_TÂCHE A_
Relevez, s'il vous plaît, chaque ligne ci-dessous qui contient le mot « building », en la recopiant en entier.

_TEXTE À LIRE_
■ ■ ■ ■

Vous ne la connaissez pas (et moi non plus jusqu’à ce que son attachée de presse m’envoie l’info sur la sortie de son CD et sur le concert y afférant) mais vous allez la découvrir. Et y a-t-il plaisir plus délectable que celui de dé-couvrir un nouveau talent.
 
Et du talent, Miss V (c’est comme ça que je l’appelle) en a à revendre, aussi bien en tant que souffleuse de ténor qu’en tant que leadeuse de son band ou en tant qu’arrangeuse/compositrice d’une partie de son répertoire. Lequel est consacré à Antonio Carlos Jobim, immense compositeur brésilien dont certaines oeuvres sont malheureusement tombées dans le cliché rebattu à force d’avoir été passées en boucle à la radio ou sur vos platines.
Mais Miss V. a eu l’intelligence de ne pas choisir les « scies » jobimiennes et nous fait (re)découvrir des morceaux plus rares du compositeur carioca.
Et (un bonheur ne venant jamais seul) Miss V a choisi pour ce premier enregistrement sous son nom un invité à la fois de prestige et de cœur. Devinez qui ?

■ ■ ■ ■

_TÂCHE B_
Poursuivez l'article ci-dessus sur Miss V et son répertoire consacré à Jobim, en enchaînant après sa dernière phrase.

[Lignes d'un jeu de données de pointage d'objets]
■ ■ ■ ■

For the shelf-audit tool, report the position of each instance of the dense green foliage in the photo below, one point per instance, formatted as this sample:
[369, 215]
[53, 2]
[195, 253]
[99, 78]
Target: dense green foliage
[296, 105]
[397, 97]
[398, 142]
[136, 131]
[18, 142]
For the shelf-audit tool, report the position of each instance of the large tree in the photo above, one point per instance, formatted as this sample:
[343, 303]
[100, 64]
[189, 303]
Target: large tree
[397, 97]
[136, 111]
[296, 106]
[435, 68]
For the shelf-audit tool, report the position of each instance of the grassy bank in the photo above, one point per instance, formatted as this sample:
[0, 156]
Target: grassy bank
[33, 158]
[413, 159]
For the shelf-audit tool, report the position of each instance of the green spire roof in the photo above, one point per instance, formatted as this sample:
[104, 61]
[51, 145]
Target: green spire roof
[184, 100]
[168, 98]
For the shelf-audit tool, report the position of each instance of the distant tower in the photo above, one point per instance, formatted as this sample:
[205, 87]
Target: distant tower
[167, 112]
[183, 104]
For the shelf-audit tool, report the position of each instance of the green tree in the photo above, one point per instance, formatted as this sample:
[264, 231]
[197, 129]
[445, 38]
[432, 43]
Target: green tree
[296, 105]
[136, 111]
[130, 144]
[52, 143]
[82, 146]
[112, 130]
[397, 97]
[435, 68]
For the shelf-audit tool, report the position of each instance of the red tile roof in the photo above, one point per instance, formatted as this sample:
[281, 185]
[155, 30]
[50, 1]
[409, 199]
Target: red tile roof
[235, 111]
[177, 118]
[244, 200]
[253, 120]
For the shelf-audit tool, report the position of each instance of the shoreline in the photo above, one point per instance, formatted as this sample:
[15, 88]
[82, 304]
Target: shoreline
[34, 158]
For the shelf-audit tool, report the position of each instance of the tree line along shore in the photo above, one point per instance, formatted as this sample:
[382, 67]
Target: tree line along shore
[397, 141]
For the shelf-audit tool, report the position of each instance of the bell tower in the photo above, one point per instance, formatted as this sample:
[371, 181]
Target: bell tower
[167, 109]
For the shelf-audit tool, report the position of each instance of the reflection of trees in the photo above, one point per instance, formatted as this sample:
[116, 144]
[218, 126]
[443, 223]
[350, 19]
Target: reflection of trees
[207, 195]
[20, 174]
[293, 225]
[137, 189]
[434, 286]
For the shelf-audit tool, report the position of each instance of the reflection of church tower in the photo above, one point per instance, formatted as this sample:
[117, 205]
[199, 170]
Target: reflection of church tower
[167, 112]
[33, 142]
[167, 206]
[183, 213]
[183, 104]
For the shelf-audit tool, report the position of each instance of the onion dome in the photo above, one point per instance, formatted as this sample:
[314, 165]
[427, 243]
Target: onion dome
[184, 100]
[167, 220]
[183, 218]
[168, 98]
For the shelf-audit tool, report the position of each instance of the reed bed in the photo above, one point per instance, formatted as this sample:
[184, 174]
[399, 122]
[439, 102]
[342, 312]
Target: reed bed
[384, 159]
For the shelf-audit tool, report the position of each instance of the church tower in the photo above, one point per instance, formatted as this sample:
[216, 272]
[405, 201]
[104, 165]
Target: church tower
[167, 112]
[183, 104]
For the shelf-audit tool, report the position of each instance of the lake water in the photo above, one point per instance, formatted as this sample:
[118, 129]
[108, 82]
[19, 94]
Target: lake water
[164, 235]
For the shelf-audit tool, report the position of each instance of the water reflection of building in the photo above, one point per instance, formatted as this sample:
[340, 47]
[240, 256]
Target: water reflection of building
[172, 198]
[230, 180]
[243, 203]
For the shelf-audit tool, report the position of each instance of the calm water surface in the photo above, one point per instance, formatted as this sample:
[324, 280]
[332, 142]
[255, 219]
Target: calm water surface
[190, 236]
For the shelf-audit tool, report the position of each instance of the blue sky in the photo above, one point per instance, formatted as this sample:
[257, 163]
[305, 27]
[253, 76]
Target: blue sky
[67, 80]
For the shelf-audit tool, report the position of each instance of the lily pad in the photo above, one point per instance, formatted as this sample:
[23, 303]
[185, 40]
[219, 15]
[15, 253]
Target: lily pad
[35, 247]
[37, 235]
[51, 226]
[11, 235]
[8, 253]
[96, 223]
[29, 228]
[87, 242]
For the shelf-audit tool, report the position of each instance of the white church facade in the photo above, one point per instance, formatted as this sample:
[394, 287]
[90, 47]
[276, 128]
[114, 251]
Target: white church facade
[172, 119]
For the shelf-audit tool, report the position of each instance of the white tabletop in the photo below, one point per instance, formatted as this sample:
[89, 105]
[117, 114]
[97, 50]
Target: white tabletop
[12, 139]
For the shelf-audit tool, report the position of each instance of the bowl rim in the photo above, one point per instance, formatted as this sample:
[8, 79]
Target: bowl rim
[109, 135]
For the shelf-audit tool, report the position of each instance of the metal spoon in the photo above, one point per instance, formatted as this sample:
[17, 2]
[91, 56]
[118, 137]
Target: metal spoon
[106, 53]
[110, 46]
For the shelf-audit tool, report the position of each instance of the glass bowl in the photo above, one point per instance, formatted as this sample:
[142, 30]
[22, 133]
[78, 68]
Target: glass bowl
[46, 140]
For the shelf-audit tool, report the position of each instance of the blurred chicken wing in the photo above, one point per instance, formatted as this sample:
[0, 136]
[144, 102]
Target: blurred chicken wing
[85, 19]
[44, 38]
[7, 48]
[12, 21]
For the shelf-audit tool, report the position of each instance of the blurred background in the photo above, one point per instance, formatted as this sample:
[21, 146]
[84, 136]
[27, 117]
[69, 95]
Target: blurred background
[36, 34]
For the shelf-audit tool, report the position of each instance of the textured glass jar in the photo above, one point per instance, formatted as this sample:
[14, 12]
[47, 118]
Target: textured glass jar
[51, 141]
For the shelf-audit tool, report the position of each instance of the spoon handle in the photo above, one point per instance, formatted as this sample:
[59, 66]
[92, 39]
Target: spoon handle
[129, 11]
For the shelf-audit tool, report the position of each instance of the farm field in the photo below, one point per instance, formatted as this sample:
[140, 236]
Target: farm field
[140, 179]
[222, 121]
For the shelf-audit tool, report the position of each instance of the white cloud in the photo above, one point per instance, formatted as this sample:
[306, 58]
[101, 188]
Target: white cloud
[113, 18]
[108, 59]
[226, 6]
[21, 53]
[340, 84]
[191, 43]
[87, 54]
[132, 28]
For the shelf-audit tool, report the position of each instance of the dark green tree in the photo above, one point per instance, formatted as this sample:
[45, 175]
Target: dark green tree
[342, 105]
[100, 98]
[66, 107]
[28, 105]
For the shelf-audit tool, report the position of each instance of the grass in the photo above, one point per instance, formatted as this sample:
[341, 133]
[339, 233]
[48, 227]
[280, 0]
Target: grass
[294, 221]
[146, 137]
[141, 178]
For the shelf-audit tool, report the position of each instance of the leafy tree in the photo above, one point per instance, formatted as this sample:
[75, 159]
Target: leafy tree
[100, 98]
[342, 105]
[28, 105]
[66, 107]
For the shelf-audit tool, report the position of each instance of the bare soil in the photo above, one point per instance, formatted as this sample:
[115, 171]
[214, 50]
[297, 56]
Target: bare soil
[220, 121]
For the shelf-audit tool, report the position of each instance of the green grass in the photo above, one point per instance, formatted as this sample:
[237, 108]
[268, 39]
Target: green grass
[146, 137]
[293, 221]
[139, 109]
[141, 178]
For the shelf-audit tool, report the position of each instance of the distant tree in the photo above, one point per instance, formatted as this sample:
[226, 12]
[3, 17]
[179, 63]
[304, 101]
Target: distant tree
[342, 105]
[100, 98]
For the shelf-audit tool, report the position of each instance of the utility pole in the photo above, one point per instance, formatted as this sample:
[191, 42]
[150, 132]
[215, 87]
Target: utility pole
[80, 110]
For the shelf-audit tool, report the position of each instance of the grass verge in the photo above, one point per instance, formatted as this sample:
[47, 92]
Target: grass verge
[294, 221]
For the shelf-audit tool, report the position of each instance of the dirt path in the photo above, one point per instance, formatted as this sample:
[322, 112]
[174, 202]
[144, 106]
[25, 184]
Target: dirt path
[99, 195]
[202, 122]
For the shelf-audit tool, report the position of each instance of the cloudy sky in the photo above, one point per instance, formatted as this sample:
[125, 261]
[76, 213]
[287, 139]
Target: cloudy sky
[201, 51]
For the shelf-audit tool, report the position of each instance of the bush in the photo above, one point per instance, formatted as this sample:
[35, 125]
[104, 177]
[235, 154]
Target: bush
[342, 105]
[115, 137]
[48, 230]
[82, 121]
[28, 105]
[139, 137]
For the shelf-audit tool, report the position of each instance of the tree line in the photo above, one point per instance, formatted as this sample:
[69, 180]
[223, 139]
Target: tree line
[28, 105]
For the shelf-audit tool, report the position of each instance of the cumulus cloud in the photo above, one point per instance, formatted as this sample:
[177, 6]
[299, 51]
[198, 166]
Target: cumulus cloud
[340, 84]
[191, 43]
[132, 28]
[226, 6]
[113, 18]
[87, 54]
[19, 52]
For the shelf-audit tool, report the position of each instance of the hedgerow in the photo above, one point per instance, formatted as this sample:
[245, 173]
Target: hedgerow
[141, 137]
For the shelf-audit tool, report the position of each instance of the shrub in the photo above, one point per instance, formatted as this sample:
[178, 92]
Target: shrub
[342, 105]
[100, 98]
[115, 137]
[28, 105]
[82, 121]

■ ■ ■ ■

_RÉPONSE A_
For the shelf-audit tool, report the position of each instance of the water reflection of building in the photo above, one point per instance, formatted as this sample:
Target: water reflection of building

_RÉPONSE B_
My main man Tom Harrell, rien moins ! Tommy boy, sa trompinette et son bugle magiques qui apportent à la séance leur douceur, leur drive et leur pertinence titanesque. Car Tom Harrell est un géant du jazz contemporain : le meilleur successeur des cadors du hard bop historique (il a joué plusieurs années dans le quintet d’Horace Silver puis dans celui de Phil Woods — excusez du peu). Il est aussi l’un des plus fins compositeurs/arrangeurs/joueurs de latin jazz.
Tommy Boy, my main man! 😀😃😇😉😊😎
Autant dire qu’il cadre parfaitement avec l’esthétique du disque de Miss V, laquelle esthétique se rapproche un peu — au niveau de la qualité du son (un vrai son de groupe : chaleureux, rond, ductile…) — de celle de la West Coast (Gerry Mulligan — et le baryton du groupe, M. Pierre-Olivier Govin, est clairement le G. Mulligan français —, Marty Paich, Bud Shank, Buddy Colette, Shorty Rogers…) ce qui est évidemment délectable.
POG
 Les autres membres du band sont pour moi d’illustres inconnus, mais on s’en br… euh tape car il sont illustres (justement) et qu’on apprend vite à les connaître.
Le guitariste (au nom brésilien) Leonida Fava assure un soutien rythmique, mélodique et harmonique tout à fait sensible et intelligent, le bassiste (au nom italien) Luca Fattorini tient la baraque (comme il est de tradition de dire) de façon admirable. Quant au batteur, c’est M. Donald Kontomanou — qu’on ne présente plus.
Leonida F.
 










Luca F.





















Donald K.























Agnès V.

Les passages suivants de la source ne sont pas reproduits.